Selected extract »
+ + +

PRESIDENTIAL LIFE INSURANCE COMPANY

2012 DISCRETIONARY BONUS PLAN

ARTICLE I

INTRODUCTION

The purpose of the Plan is to provide certain select employees of the Company and its Affiliates with a bonus payment, subject to certain terms and conditions.

ARTICLE II

DEFINITIONS

For purposes of the Plan, the following terms shall have the following meanings:

2.1 “Affiliate” shall mean (i) any parent corporation of the Company within the meaning of Section 424(e) of the Code; (ii) any subsidiary corporation of the Company within the meaning of Section 424(f) of the Code; (iii) any corporation, trade or business that is directly or indirectly controlled 50% or more (whether by ownership of stock, assets or an equivalent ownership interest or voting interest) by the Company or one of its Affiliates; (iv) any corporation, trade or business (including, without limitation, a partnership or limited liability company) that directly or indirectly controls 50% or more (whether by ownership of stock, assets or an equivalent ownership interest or voting interest) of the Company; and (v) any other entity in which the Company or any of its Affiliates has a material equity interest and that is designated as an “Affiliate” by resolution of the Board.

+ + +

Records in a dataset:

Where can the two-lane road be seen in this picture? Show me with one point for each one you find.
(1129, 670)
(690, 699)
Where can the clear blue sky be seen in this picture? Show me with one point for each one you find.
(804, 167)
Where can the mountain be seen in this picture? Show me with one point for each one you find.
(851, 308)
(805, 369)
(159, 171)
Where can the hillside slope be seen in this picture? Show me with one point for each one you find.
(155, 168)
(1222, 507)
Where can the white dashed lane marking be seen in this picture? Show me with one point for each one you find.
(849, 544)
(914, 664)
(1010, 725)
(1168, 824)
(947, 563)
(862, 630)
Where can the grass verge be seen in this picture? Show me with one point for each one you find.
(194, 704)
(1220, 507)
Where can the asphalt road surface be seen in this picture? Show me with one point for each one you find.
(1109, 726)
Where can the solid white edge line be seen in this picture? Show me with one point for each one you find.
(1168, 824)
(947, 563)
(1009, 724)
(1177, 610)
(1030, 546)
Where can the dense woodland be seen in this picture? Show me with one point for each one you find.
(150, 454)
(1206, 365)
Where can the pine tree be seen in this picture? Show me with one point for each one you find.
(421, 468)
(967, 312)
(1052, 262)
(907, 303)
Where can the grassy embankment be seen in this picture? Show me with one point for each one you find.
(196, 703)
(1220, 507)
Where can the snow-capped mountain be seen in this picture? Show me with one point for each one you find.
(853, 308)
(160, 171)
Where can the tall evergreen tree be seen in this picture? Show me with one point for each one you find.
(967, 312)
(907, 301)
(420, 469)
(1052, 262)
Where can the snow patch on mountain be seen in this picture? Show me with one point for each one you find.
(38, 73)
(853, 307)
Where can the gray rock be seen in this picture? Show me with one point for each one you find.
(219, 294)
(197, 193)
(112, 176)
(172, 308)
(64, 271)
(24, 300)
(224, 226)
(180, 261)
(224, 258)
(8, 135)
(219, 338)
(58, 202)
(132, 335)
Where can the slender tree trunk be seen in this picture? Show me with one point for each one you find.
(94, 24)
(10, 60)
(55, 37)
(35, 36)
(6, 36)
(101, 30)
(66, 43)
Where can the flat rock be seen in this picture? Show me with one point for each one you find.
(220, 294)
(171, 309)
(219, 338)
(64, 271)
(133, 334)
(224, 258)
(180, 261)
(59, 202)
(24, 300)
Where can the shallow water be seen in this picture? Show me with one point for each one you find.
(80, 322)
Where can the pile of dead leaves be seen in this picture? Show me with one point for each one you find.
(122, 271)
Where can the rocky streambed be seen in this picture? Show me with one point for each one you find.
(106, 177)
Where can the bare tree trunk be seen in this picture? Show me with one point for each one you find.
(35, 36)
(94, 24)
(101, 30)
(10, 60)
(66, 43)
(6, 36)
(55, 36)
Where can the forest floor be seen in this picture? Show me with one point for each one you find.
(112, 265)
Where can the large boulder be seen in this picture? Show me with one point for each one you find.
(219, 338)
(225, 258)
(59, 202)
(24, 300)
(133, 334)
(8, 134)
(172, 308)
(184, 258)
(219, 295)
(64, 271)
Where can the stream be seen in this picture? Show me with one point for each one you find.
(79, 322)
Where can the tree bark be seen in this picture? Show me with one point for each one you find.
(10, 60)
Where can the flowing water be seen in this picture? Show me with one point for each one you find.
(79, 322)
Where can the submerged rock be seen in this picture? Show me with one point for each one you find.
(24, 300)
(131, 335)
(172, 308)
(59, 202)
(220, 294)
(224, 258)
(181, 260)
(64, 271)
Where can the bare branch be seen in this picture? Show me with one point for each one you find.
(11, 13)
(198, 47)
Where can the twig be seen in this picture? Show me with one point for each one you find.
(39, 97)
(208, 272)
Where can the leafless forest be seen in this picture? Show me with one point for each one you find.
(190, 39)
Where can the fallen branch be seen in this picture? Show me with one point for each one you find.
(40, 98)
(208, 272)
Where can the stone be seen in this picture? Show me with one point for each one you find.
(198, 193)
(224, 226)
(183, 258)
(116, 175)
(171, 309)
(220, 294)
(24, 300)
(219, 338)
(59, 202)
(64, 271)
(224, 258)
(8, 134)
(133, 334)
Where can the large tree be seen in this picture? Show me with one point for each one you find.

+ + +

Task set »
**A)** Summarize the bonus plan document in two sentences.
**B)** Carry the bonus plan document forward, starting right after its definition of "Affiliate".
The data stands apart from the bonus plan document.

Task results »
**A)** Presidential Life Insurance Company's 2012 Discretionary Bonus Plan is meant to give certain select employees of the Company and its Affiliates a bonus payment, subject to certain terms and conditions. The plan defines an "Affiliate" as a parent or subsidiary corporation of the Company under the Code, an entity 50% or more controlled by the Company or one of its Affiliates, an entity that controls 50% or more of the Company, or another entity in which the Company or an Affiliate has a material equity interest and that the Board designates by resolution.

**B)**
2.2 “Board” shall mean the Compensation Committee of the Board of Directors of the Company (or such other committee of the Board of Directors of the Company authorized to administer the Plan).

2.3 “Cause” shall mean: (i) any act of fraud, misrepresentation, malfeasance, embezzlement, misappropriation, material dishonesty or conversion by a Participant; (ii) indictment for, conviction of, or pleading of guilty or nolo contendere to any felony or any crime involving moral turpitude; (iii) a material breach of (A) any material agreement between a Participant and the Presidential Life Group; (B) the Company’s code of conduct; or (C) the Company’s written policies or procedures; (iv) a material violation of any legal obligation owed to the Company or the Presidential Life Group; (v) continued refusal to substantially perform assigned duties (other than due to physical or mental illness) or a pattern of performance the Company determines in its judgment to be unsatisfactory and adversely impacting the business; or (vi) material misconduct or material neglect in the performance of a Participant’s duties.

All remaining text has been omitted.